#### VOTRE TÂCHE:
Traduisez en anglais cette phrase du texte sur les baleines : « Il n’a jamais été possible d’observer ou de photographier un tel événement. »

#### TEXTE À LIRE:

Le chant des baleines

Le chant des baleines, prérogative des mâles adultes, a été longtemps associé à la phase de séduction. En réalité, après de nombreux enregistrements et observations effectués par des biologistes spécialisés, le mythe de l’attitude romantique des baleines a été remplacé par un ensemble de raisons qui ne sont cependant pas encore totalement éclairées. Il semble que le chant, différent selon la provenance du groupe, soit utilisé comme outil de communication entre mâles. Les experts supposent que ces derniers sont attirés par le chant d’autrui, sans pouvoir pour autant en expliquer la raison. Peut-être, sont-ils stimulés par une potentielle invitation au combat ou par l’appel d’un prétendant faible cherchant des associés pour défier le mâle dominant. Ce qui étonne, c’est l’attitude des femelles: elles semblent se désintéresser totalement du belcanto insistant des prétendants.

Les aspects méconnus de l’accouplement

L’accouplement des baleines à bosse reste à nos jours un mystère total. Il n’a jamais été possible d’observer ou de photographier un tel événement. On peut supposer que l’accouplement se produit pendant la nuit, quand l’observation rapprochée est évidemment impossible. Pour l’instant, seule la phase de séduction a pu être suivie: un ou plusieurs prétendants poursuivent la femelle, qui ne semble par ailleurs prêter aucune attention à cette sorte de chasse d’amour. Il manque donc le trait d’union entre cette poursuite à la conquête de la femelle et la phase qui suit.

L’indifférence apparente dont fait preuve la femelle vis-à-vis des prétendants pose une question fondamentale: quel est l’instant crucial, quel est le geste ou le signal capable de déclencher les processus d’accouplement que les chercheurs du monde entier rêvent de filmer?

Esprit de groupe

La période qui suit la migration au sud est donc consacrée à l’accouplement, à la reproduction et à ce qu’on peut appeler l’éducation des nouveau-nés. Entre les baleines du groupe existent cependant des liens autres que ceux de la famille. En effet, pour rechercher la nourriture, elles ont élaboré des techniques de chasse en groupe très sophistiquées, leur permettant de minimiser les efforts et d’optimiser les résultats. Certains récits de marins font état de groupes de baleines mettant en fuite des orques en train d’attaquer une consœur solitaire, avec une attitude laissant penser à une décision collective.

#### MATÉRIEL SOURCE:

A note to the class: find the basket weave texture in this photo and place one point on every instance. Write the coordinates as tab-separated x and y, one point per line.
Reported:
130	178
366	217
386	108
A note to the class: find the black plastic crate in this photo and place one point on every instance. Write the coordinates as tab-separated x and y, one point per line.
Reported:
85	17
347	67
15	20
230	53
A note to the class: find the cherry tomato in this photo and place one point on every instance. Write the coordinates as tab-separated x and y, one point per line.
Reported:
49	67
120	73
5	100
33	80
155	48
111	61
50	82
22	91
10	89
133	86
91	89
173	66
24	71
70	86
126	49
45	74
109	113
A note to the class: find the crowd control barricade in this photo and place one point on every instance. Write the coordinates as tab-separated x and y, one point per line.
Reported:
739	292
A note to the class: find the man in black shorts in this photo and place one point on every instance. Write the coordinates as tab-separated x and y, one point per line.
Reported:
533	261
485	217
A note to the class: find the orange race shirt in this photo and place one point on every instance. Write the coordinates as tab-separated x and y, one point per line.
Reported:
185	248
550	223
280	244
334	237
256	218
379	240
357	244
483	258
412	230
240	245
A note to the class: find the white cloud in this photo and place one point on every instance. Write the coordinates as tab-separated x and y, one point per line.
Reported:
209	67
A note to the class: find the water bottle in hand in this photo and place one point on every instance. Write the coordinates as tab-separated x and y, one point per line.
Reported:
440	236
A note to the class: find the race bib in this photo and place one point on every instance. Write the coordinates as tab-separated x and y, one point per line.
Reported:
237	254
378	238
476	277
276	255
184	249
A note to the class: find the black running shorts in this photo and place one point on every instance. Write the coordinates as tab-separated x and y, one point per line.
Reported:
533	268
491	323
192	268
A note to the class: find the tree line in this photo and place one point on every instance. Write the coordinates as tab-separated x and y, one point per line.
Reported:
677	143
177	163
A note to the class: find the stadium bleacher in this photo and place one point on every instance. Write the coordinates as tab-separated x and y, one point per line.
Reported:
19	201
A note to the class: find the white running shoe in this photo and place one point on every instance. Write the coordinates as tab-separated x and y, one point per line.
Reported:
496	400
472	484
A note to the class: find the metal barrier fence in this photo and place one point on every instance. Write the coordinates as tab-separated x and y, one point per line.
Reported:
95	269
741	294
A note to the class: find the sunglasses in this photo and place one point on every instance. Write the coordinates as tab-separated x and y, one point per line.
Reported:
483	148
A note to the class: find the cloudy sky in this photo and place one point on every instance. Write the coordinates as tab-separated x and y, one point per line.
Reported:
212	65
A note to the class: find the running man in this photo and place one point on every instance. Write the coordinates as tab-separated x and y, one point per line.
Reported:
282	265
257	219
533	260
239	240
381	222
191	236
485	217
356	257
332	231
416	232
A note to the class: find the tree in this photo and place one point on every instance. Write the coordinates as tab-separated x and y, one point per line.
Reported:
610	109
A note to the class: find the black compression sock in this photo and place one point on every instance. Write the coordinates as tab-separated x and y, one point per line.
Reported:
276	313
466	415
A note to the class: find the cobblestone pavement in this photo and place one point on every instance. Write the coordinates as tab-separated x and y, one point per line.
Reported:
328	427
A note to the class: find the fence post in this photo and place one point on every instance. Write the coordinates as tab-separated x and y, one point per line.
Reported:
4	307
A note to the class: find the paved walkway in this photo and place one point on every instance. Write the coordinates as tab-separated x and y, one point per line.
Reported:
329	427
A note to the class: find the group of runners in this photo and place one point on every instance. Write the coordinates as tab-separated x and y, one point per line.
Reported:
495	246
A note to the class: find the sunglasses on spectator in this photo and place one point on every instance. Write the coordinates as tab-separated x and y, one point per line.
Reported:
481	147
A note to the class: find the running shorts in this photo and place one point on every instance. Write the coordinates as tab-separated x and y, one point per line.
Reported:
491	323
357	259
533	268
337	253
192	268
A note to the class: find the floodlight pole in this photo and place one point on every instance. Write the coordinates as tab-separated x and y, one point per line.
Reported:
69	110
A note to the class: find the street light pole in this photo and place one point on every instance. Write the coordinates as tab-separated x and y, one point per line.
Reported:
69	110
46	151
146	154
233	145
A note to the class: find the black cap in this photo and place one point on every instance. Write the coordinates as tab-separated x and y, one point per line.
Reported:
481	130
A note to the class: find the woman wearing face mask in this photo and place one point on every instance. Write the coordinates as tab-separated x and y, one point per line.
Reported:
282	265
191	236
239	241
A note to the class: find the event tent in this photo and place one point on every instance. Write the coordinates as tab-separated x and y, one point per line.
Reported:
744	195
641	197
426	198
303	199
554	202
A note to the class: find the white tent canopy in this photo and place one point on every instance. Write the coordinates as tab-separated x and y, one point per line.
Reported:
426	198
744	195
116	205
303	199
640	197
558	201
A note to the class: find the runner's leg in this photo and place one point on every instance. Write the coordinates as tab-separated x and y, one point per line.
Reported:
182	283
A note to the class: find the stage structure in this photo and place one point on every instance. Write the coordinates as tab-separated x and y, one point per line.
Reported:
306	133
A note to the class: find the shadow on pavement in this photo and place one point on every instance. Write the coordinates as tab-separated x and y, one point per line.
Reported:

#### SOLUTION DÉTAILLÉE:
It has never been possible to observe or photograph such an event.